● **Task directions**
Reproduce the records exactly, beginning with their first line and ending with the line that contains "In this photo, where can the american", and output nothing more.

Stored data entries
* * * *

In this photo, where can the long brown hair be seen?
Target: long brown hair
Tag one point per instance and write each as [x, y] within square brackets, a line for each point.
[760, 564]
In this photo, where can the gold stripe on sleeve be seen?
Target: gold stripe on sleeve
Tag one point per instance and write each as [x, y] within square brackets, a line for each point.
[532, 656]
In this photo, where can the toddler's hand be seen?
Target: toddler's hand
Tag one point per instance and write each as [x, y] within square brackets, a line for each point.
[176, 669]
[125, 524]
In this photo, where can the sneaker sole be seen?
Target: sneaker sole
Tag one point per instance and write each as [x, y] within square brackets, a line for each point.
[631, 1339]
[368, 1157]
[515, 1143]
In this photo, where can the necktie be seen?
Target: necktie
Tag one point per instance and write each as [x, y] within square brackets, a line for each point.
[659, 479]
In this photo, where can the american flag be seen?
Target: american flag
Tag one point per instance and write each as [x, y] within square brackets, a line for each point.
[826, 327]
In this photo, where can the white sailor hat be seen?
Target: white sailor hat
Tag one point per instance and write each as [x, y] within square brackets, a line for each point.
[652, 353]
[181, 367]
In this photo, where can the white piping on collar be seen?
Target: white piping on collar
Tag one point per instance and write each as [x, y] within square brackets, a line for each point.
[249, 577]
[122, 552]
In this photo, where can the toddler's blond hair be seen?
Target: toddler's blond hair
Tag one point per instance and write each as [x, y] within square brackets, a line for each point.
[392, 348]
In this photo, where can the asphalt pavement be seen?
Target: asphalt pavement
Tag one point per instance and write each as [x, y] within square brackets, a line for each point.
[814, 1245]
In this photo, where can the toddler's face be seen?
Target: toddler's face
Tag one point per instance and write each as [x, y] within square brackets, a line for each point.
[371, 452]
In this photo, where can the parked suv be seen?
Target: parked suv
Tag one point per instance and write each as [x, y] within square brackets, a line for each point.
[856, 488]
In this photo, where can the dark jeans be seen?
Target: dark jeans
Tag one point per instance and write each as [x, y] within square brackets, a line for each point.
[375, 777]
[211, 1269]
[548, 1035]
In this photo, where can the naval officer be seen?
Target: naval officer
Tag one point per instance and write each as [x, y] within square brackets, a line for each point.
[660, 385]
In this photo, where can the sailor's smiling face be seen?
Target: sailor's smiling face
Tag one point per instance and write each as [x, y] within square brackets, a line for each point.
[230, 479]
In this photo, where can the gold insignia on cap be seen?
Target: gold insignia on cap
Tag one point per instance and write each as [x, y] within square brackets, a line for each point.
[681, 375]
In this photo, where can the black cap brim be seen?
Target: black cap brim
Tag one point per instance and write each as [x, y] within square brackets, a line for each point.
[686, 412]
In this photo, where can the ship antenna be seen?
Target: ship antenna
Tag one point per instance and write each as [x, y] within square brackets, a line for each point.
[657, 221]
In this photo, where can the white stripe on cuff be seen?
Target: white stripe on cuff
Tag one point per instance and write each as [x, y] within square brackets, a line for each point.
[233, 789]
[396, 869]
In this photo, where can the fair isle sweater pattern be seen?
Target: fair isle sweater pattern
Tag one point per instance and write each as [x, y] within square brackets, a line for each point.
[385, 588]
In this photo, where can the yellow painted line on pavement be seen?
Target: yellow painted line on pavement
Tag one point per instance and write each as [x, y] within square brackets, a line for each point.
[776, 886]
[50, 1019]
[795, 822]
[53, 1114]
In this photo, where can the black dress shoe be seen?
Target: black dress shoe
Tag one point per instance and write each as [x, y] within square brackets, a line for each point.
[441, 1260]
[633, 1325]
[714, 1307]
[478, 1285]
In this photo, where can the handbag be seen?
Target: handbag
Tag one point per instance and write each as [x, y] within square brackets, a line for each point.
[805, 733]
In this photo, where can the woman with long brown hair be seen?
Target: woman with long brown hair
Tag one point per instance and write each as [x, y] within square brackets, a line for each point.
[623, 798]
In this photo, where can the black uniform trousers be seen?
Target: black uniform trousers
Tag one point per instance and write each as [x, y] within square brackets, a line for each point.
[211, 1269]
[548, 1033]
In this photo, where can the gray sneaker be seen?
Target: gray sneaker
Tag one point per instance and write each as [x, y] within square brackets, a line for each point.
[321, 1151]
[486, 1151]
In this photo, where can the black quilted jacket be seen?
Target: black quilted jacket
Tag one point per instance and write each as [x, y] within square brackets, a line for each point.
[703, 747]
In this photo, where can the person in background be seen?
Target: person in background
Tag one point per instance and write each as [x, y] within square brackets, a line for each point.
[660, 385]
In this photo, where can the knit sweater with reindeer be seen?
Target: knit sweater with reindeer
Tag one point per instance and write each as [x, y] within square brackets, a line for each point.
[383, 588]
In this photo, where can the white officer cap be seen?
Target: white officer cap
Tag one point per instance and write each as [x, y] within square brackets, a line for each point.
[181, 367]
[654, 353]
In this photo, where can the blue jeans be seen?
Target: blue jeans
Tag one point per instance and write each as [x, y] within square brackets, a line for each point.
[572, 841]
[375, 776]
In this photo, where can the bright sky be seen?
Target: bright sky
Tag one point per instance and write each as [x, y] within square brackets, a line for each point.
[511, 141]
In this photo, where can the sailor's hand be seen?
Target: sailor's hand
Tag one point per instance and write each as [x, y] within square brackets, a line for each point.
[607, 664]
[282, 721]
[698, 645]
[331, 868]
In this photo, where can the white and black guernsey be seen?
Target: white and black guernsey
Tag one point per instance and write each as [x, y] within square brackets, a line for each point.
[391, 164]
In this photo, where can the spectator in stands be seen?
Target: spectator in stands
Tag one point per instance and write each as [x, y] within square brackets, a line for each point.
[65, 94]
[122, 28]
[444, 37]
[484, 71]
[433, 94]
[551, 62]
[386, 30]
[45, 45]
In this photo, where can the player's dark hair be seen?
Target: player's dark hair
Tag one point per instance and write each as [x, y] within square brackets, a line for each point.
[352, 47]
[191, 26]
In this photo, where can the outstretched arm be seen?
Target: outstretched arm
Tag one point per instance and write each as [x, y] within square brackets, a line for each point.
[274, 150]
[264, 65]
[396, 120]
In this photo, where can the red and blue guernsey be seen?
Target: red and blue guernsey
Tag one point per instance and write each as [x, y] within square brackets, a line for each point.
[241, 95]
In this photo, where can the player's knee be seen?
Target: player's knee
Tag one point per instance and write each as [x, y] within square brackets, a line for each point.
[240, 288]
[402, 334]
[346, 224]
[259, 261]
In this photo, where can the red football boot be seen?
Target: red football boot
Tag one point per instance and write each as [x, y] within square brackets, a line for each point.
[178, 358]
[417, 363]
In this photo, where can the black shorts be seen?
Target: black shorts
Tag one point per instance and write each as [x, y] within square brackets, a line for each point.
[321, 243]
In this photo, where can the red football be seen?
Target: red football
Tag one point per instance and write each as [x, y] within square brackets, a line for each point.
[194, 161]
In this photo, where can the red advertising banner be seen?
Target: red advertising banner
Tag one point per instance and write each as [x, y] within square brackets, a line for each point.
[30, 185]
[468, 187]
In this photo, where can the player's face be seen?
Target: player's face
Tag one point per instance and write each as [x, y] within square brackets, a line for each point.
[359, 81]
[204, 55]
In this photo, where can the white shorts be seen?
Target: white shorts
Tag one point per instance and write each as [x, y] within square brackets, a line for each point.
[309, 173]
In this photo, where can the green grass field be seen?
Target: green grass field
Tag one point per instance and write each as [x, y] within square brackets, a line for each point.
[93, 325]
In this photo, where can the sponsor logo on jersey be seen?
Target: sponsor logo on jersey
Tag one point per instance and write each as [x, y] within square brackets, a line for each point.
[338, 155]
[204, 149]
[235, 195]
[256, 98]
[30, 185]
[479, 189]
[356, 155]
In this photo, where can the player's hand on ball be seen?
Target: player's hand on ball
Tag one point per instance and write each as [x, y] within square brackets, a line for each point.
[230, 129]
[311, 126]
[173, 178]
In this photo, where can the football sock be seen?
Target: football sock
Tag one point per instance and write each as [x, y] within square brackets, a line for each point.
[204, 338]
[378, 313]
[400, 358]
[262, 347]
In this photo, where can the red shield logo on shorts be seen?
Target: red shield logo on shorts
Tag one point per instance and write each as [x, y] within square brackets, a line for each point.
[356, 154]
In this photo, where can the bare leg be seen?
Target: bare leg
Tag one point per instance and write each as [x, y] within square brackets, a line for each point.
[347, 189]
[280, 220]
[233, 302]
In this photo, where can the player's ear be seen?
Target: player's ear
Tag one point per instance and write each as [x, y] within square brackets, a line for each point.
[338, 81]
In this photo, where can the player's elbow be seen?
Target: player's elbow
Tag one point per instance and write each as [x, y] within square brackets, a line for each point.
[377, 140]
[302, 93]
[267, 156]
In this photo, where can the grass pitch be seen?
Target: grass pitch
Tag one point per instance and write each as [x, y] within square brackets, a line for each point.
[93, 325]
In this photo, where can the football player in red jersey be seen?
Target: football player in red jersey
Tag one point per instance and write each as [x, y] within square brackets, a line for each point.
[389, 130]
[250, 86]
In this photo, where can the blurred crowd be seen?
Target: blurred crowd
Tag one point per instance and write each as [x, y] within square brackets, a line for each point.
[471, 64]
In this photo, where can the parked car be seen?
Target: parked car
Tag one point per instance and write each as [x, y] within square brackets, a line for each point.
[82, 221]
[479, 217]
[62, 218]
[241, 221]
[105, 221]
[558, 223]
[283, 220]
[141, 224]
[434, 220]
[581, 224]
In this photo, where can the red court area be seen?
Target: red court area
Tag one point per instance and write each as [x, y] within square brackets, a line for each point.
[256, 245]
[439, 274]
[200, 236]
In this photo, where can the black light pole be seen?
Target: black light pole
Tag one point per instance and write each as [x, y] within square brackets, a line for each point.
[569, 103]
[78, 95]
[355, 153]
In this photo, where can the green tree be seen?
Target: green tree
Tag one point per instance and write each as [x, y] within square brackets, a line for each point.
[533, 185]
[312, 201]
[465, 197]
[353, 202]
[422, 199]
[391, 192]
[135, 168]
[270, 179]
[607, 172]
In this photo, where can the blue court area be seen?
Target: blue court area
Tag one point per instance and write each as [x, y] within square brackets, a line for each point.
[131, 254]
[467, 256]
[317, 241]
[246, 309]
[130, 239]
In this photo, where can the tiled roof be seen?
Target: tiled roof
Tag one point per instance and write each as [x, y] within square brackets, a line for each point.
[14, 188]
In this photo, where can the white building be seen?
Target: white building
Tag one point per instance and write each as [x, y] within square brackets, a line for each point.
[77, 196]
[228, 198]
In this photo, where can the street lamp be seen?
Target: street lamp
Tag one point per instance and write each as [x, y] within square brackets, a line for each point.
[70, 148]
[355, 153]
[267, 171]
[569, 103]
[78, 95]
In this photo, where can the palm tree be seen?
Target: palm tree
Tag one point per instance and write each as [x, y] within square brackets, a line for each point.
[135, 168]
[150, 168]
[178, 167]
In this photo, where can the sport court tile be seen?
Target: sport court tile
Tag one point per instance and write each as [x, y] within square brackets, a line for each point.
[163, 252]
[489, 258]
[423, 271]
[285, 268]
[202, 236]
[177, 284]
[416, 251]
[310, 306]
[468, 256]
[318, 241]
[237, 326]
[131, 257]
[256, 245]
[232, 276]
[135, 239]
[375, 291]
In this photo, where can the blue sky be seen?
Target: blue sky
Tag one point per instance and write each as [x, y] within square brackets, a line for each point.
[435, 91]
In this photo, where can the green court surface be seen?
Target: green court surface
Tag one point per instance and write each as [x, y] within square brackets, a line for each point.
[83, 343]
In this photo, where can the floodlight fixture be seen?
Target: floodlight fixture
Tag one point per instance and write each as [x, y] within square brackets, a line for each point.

* * * *

● **Answer to the exercise**
In this photo, where can the long brown hair be seen?
Target: long brown hair
Tag one point per instance and write each as [x, y] within square brackets, a line for each point.
[760, 564]
In this photo, where can the gold stripe on sleeve be seen?
Target: gold stripe on sleeve
Tag one point per instance and write each as [x, y] within square brackets, a line for each point.
[532, 656]
In this photo, where can the toddler's hand be seen?
Target: toddler's hand
Tag one point per instance and write each as [x, y] within square brackets, a line for each point.
[176, 669]
[125, 524]
In this photo, where can the sneaker sole be seen?
Target: sneaker sole
Tag one point per instance and write each as [x, y] within square brackets, a line for each point.
[631, 1339]
[368, 1157]
[515, 1143]
In this photo, where can the necktie be seen?
Target: necktie
Tag one point per instance and write each as [x, y] within square brackets, a line for each point.
[659, 479]
In this photo, where can the american flag be seen?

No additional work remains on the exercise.